### Data shown
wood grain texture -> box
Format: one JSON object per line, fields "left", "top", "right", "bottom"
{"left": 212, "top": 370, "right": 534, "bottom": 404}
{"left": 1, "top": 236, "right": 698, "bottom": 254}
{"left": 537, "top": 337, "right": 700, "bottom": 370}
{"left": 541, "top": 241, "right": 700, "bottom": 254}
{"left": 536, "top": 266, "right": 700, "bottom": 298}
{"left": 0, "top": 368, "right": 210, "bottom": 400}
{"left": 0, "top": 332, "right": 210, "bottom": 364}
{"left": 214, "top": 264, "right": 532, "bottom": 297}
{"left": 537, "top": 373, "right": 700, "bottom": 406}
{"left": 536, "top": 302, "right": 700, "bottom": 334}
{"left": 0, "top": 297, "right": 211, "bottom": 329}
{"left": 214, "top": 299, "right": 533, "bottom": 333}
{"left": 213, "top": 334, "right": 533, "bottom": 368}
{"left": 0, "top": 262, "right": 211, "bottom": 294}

### What is required
In the material above, the line with "Format: one JSON" marks the start. Print it and every line after it through the last, exactly.

### Your response
Format: one JSON object per line, fields "left", "top", "right", "bottom"
{"left": 212, "top": 370, "right": 534, "bottom": 404}
{"left": 1, "top": 236, "right": 698, "bottom": 254}
{"left": 537, "top": 337, "right": 700, "bottom": 370}
{"left": 541, "top": 241, "right": 700, "bottom": 254}
{"left": 536, "top": 266, "right": 700, "bottom": 298}
{"left": 0, "top": 368, "right": 210, "bottom": 400}
{"left": 0, "top": 332, "right": 210, "bottom": 364}
{"left": 214, "top": 264, "right": 532, "bottom": 297}
{"left": 537, "top": 373, "right": 700, "bottom": 406}
{"left": 536, "top": 302, "right": 700, "bottom": 334}
{"left": 0, "top": 297, "right": 211, "bottom": 329}
{"left": 214, "top": 299, "right": 533, "bottom": 333}
{"left": 213, "top": 334, "right": 533, "bottom": 368}
{"left": 0, "top": 262, "right": 211, "bottom": 294}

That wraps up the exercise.